> [WHAT THIS TASK INVOLVES]
Reproduce each line below without any alteration.

Referring expression pointing data
──────────────────────────────

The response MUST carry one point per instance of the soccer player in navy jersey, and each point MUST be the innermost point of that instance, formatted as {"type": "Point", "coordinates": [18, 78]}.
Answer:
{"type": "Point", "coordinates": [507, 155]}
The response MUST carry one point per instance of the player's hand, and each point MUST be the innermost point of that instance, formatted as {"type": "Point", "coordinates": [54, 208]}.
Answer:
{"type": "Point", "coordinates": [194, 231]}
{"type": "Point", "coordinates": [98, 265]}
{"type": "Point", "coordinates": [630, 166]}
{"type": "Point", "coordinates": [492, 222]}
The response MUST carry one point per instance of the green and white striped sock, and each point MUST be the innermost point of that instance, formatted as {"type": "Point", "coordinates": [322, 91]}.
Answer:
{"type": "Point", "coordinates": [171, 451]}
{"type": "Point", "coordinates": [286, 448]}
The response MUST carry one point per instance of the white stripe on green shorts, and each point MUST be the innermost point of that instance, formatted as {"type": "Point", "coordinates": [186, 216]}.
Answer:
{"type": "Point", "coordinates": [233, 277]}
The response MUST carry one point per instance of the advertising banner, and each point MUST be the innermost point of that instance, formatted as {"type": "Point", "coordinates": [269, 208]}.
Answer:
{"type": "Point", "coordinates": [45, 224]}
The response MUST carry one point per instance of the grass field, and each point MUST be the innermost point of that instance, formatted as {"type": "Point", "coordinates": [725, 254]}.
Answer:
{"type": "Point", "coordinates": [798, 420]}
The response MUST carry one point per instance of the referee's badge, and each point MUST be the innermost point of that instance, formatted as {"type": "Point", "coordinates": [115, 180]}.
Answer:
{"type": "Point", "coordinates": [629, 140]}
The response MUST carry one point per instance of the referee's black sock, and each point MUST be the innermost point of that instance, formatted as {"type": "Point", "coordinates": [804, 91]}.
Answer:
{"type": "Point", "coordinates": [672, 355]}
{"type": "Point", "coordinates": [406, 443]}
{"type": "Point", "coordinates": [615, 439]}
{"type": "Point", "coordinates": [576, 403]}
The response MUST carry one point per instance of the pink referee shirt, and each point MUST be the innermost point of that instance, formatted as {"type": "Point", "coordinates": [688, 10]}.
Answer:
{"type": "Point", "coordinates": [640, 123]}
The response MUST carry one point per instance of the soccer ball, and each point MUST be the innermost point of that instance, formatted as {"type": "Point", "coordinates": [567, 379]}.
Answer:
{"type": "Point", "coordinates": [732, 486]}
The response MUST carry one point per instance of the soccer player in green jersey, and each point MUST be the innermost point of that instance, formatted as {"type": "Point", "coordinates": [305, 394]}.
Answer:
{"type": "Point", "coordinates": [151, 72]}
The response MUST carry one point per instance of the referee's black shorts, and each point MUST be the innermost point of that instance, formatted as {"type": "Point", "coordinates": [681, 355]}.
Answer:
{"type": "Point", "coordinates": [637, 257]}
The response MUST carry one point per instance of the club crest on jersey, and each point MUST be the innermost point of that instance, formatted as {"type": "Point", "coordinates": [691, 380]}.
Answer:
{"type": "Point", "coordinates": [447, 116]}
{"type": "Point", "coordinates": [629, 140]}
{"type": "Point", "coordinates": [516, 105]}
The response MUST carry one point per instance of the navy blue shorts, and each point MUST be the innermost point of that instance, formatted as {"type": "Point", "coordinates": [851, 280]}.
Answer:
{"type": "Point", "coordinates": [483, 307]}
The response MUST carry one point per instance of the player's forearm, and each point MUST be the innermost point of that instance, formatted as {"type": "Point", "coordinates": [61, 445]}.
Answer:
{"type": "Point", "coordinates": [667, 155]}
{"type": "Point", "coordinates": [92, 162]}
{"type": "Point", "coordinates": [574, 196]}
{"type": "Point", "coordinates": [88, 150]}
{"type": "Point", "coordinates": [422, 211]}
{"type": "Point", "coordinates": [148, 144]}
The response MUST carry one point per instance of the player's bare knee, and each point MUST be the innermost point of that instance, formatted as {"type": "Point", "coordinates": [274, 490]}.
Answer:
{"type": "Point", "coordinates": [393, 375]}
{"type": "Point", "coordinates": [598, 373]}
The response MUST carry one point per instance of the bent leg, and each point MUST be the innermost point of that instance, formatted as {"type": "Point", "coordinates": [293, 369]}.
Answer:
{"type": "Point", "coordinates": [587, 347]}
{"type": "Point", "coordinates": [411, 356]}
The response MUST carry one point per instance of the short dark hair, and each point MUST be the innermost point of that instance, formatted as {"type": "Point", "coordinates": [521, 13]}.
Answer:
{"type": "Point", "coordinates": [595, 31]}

──────────────────────────────

> [PROBLEM SOLUTION]
The response MUST carry one point per instance of the soccer player in navy jersey, and each point MUST be the innermost point of that instance, formatted as {"type": "Point", "coordinates": [18, 78]}.
Answer:
{"type": "Point", "coordinates": [507, 155]}
The response MUST carry one point per instance of the player's hand, and each point MUST be the innermost point of that instance, formatted as {"type": "Point", "coordinates": [54, 208]}.
Answer:
{"type": "Point", "coordinates": [194, 231]}
{"type": "Point", "coordinates": [98, 265]}
{"type": "Point", "coordinates": [630, 166]}
{"type": "Point", "coordinates": [492, 222]}
The response MUST carry one point per instance of the green and white striped sock, and each point MUST be the innermost point of that instance, formatted as {"type": "Point", "coordinates": [322, 91]}.
Answer:
{"type": "Point", "coordinates": [171, 451]}
{"type": "Point", "coordinates": [286, 448]}
The response MUST carry one point per instance of the white stripe on green shorts, and each point MUST be the innermost point of that instance, formatted as {"type": "Point", "coordinates": [186, 216]}.
Answer:
{"type": "Point", "coordinates": [233, 277]}
The response MUST carry one point per instance of the advertising banner, and each point MUST be the innermost point of that instance, formatted as {"type": "Point", "coordinates": [269, 208]}.
Answer:
{"type": "Point", "coordinates": [45, 224]}
The response MUST carry one point per instance of the grass field, and each point MUST be the innermost point of that instance, formatted as {"type": "Point", "coordinates": [725, 254]}.
Answer:
{"type": "Point", "coordinates": [798, 420]}
The response MUST carry one point per instance of the referee's badge, and each point MUST be the innermost point of that instance, formatted as {"type": "Point", "coordinates": [115, 180]}.
Answer:
{"type": "Point", "coordinates": [629, 140]}
The response MUST carry one point per instance of the referee's black sock, and each point MUST be the innermost point of that instance, formatted as {"type": "Point", "coordinates": [804, 91]}.
Answer:
{"type": "Point", "coordinates": [672, 355]}
{"type": "Point", "coordinates": [406, 443]}
{"type": "Point", "coordinates": [615, 439]}
{"type": "Point", "coordinates": [576, 403]}
The response MUST carry one point per instance of the pink referee shirt, and each point MUST be the innermost point of that instance, formatted as {"type": "Point", "coordinates": [688, 10]}.
Answer:
{"type": "Point", "coordinates": [640, 123]}
The response MUST carry one point per instance of the soccer ball, and each point MUST be the innermost point of that instance, formatted as {"type": "Point", "coordinates": [567, 379]}.
Answer:
{"type": "Point", "coordinates": [732, 486]}
The response MUST carry one point per instance of the soccer player in green jersey, and each point MUST be the innermost point of that instance, formatted as {"type": "Point", "coordinates": [305, 394]}.
Answer:
{"type": "Point", "coordinates": [151, 72]}
The response MUST carry one point per instance of the referee's black shorts, and each point MUST be the innermost point of that instance, formatted as {"type": "Point", "coordinates": [681, 355]}.
Answer:
{"type": "Point", "coordinates": [637, 257]}
The response MUST carry one point per instance of the club crest on jersey, and each point MUST be the innermost point of that instance, formatted as {"type": "Point", "coordinates": [691, 380]}.
Answer:
{"type": "Point", "coordinates": [447, 116]}
{"type": "Point", "coordinates": [629, 140]}
{"type": "Point", "coordinates": [516, 105]}
The response MUST carry one point per instance of the navy blue shorts, and each point MUST be the innermost point of that instance, formatted as {"type": "Point", "coordinates": [851, 280]}.
Answer:
{"type": "Point", "coordinates": [483, 307]}
The response MUST carry one point per instance of the player's forearm, and each point MUST be the innermost point of that instance, formatted as {"type": "Point", "coordinates": [61, 445]}.
Answer:
{"type": "Point", "coordinates": [667, 155]}
{"type": "Point", "coordinates": [92, 162]}
{"type": "Point", "coordinates": [574, 196]}
{"type": "Point", "coordinates": [88, 150]}
{"type": "Point", "coordinates": [422, 211]}
{"type": "Point", "coordinates": [148, 144]}
The response MUST carry one point per instance of the player's bare knee, and each point MUST be the innermost point of that instance, formatted as {"type": "Point", "coordinates": [274, 490]}.
Answer:
{"type": "Point", "coordinates": [393, 375]}
{"type": "Point", "coordinates": [598, 373]}
The response MUST carry one point per instance of the bent leg, and each point MUST be the innermost point of that instance, formatted as {"type": "Point", "coordinates": [293, 369]}.
Answer:
{"type": "Point", "coordinates": [587, 347]}
{"type": "Point", "coordinates": [411, 356]}
The response MUST carry one point per instance of the short dark hair, and each point MUST be the innermost point of that instance, formatted as {"type": "Point", "coordinates": [521, 13]}.
Answer:
{"type": "Point", "coordinates": [595, 31]}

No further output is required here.